TASK SET:
• 1. In the article on B.C. preschool waitlists, copy the passage that begins at the words "Inclusion B.C. gathered" and ends after the words "were on waitlists.".
• 2. Continue the article about preschoolers with special needs waiting for early intervention programs in B.C., picking up after its final sentence.

SELECTED PASSAGE:

[Start of section]

Advocates with Inclusion B.C. say the province should increase funding for early childhood intervention because thousands of preschoolers with special needs are stuck on waitlists for special programs.

Faith Bodnar, the executive director of Inclusion B.C., told CBC's The Early Edition says these special programs are key for young children diagnosed with special needs.

"It's a really critical time for families," she said. "They're struggling with those things, and they're trying to find out what the needs of their children are."

Inclusion B.C. gathered data from community organizations and found 1,600 preschoolers in six communities — Richmond, Burnaby, Vancouver, Langley, Nanaimo and Kelowna — were on waitlists.

The problem with being on the waitlist, she explained, is while waiting, children can effectively 'age out' of eligibility for program supports by the time they start kindergarten.

Without program supports, she said, these children struggle when they arrive at school.

"We have kids showing up in schools and in kindergarten needing supports [and the] school doesn't have the same system or scope of supports," she said.

[End of section]

DATASET EXTRACT:
[Start of section]

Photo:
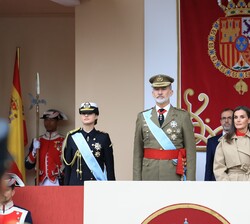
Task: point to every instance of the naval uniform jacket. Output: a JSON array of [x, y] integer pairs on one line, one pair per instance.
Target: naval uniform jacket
[[211, 147], [76, 170], [50, 162], [232, 161], [179, 129], [10, 213]]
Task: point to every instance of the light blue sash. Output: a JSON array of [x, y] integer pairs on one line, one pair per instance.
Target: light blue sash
[[158, 133], [89, 157]]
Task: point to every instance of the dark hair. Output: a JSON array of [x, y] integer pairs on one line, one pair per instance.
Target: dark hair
[[226, 109], [232, 130]]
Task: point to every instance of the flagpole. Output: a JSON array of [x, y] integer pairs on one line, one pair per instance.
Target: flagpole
[[37, 126]]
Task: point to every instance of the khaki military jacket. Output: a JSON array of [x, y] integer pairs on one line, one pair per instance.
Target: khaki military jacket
[[179, 129], [232, 161]]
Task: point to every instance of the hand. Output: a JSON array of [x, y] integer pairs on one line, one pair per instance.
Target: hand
[[36, 146]]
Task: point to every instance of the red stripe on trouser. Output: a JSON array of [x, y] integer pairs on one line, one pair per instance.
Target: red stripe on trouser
[[159, 154]]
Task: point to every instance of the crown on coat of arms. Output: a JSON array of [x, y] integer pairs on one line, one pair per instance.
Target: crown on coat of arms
[[234, 9]]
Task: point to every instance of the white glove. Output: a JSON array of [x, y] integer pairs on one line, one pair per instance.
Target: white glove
[[36, 146]]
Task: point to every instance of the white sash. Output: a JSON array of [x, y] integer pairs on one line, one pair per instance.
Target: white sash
[[89, 157], [158, 133]]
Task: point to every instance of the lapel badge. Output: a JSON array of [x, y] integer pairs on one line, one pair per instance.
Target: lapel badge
[[169, 131], [173, 136], [173, 124]]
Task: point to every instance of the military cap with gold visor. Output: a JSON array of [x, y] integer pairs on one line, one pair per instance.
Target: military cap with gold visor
[[89, 108], [161, 80]]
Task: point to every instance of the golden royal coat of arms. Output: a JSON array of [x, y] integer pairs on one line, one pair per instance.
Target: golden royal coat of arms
[[229, 43]]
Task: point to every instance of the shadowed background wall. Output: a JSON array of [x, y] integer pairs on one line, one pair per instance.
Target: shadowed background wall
[[94, 55]]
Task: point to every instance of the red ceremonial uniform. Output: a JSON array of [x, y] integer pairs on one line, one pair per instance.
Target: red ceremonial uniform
[[10, 213], [50, 164]]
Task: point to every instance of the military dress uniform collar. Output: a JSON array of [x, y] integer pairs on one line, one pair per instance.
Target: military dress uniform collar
[[6, 207]]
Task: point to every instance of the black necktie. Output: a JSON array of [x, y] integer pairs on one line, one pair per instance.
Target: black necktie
[[161, 116]]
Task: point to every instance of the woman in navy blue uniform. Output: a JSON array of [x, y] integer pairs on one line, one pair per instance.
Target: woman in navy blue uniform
[[87, 152]]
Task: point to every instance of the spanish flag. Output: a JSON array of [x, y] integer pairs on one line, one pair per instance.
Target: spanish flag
[[17, 138]]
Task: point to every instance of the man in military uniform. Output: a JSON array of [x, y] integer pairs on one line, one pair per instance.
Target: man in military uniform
[[49, 147], [164, 143], [88, 153]]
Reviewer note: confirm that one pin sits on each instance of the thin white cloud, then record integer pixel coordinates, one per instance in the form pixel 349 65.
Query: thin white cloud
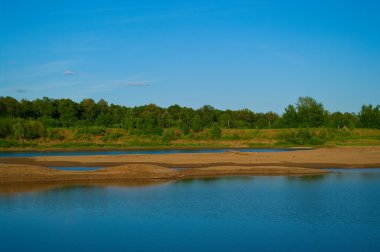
pixel 20 91
pixel 68 72
pixel 138 83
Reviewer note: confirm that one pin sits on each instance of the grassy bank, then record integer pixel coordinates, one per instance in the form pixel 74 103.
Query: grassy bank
pixel 104 138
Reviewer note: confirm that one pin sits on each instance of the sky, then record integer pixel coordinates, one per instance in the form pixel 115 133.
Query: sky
pixel 261 55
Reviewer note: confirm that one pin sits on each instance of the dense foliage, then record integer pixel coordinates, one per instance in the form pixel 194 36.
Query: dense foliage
pixel 34 119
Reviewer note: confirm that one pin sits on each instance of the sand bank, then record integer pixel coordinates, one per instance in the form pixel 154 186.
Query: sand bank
pixel 160 166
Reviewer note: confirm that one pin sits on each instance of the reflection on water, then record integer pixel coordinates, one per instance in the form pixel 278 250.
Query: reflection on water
pixel 76 168
pixel 12 188
pixel 330 212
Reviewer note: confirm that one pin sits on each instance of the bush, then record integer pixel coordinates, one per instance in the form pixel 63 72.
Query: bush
pixel 302 137
pixel 170 135
pixel 54 134
pixel 215 132
pixel 111 136
pixel 5 128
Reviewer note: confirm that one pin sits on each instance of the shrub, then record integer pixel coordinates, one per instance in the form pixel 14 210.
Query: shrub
pixel 111 136
pixel 215 132
pixel 170 135
pixel 54 134
pixel 302 137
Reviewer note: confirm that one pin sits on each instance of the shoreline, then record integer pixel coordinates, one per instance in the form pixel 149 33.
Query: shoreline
pixel 192 165
pixel 153 148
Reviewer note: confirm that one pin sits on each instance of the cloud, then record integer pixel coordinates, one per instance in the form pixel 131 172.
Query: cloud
pixel 138 83
pixel 20 91
pixel 68 72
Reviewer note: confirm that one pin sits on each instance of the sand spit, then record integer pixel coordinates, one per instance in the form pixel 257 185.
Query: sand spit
pixel 160 166
pixel 13 173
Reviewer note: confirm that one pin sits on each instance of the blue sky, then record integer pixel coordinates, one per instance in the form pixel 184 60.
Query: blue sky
pixel 234 54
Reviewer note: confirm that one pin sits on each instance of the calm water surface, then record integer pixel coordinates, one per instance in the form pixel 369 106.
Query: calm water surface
pixel 123 152
pixel 76 168
pixel 334 212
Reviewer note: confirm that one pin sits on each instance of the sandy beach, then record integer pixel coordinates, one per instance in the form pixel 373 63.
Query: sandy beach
pixel 180 166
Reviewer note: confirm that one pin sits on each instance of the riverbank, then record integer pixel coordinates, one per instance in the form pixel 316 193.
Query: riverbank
pixel 179 166
pixel 80 139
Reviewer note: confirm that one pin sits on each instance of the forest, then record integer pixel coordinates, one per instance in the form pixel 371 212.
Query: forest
pixel 39 118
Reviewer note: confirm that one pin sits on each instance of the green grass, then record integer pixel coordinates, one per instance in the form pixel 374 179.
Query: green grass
pixel 93 138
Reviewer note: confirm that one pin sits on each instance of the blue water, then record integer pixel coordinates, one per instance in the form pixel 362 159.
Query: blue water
pixel 334 212
pixel 121 152
pixel 76 168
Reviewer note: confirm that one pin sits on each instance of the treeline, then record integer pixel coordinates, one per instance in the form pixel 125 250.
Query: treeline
pixel 30 119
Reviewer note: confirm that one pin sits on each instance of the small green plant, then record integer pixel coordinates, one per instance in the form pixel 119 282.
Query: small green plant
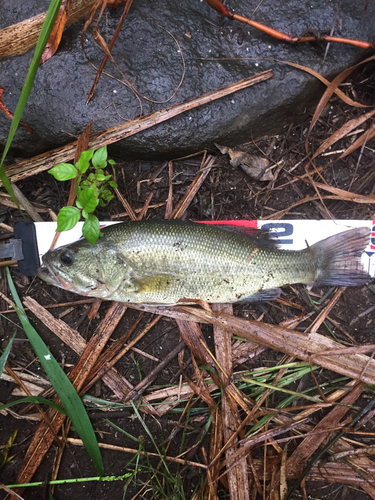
pixel 91 189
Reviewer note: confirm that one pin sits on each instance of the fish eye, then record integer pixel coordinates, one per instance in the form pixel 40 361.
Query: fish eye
pixel 67 257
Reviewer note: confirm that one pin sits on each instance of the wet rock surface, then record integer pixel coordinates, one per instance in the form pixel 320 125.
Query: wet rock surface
pixel 150 59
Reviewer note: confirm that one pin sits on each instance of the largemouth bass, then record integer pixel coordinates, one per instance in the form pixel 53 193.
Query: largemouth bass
pixel 170 262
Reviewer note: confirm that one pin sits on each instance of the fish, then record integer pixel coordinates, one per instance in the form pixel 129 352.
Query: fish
pixel 168 262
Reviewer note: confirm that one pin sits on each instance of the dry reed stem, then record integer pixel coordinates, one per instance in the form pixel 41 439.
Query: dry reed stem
pixel 63 154
pixel 238 480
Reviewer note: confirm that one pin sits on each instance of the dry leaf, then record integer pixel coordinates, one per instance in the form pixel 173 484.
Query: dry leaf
pixel 254 166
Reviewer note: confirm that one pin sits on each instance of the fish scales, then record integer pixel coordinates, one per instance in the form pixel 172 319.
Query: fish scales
pixel 166 262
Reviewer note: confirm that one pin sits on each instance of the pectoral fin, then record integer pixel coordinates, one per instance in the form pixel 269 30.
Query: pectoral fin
pixel 156 283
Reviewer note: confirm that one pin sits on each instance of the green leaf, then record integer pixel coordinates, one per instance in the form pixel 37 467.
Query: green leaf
pixel 88 199
pixel 62 385
pixel 47 26
pixel 84 160
pixel 100 177
pixel 99 160
pixel 91 229
pixel 4 356
pixel 67 218
pixel 64 172
pixel 35 400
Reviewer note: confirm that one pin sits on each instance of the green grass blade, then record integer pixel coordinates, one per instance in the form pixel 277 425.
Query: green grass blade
pixel 35 400
pixel 62 385
pixel 28 85
pixel 4 356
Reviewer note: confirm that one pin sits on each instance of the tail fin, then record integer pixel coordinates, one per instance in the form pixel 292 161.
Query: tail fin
pixel 339 258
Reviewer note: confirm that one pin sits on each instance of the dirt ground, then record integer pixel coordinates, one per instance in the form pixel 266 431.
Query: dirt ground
pixel 227 193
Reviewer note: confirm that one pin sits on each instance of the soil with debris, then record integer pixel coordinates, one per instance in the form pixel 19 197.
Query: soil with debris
pixel 227 193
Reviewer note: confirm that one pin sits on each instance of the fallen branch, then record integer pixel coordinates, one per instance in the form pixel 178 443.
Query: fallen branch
pixel 307 347
pixel 63 154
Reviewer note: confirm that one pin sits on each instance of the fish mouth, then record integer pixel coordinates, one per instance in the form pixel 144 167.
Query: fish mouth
pixel 51 276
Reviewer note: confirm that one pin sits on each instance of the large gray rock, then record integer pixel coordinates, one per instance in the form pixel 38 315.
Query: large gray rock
pixel 149 58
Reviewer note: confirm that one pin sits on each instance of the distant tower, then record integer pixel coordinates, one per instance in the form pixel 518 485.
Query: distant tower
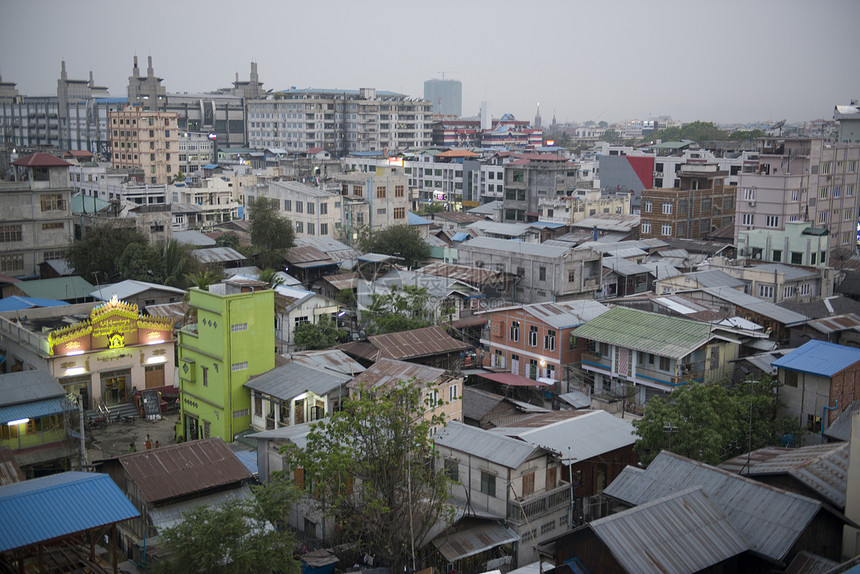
pixel 446 95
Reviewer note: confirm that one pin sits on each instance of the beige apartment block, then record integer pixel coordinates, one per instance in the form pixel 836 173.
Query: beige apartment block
pixel 145 139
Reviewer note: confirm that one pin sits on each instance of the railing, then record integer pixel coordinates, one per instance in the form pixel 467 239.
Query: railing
pixel 540 504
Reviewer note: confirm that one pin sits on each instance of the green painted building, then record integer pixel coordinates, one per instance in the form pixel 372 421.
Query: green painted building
pixel 233 340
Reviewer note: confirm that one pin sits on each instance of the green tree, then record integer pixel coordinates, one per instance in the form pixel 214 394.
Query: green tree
pixel 96 255
pixel 401 240
pixel 320 335
pixel 228 239
pixel 368 467
pixel 271 233
pixel 235 537
pixel 710 422
pixel 140 261
pixel 402 309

[End of section]

EXPECTED RESPONSES:
• 1.
Inclusion B.C. gathered data from community organizations and found 1,600 preschoolers in six communities — Richmond, Burnaby, Vancouver, Langley, Nanaimo and Kelowna — were on waitlists.

• 2.
Bodnar is lobbying the government for more investment to reduce wait times and improve data collection to better track needs and outcomes.

In response, Minister of Children and Family Development Stephanie Cadieux said she recognizes for families who are waiting, "this isn't cutting it," and said she appreciates the work of Inclusion B.C.

However, she also pointed out the ministry doubled funding for children and youth with special needs from $147.6 million in 2000/1 to $303.6 million in 2016/17.

For Bodnar, however, that misses the point.

"They've not dealt with the core issue: the fact there's not sufficient funding in these organizations to serve the need. The waitlists speak for themselves."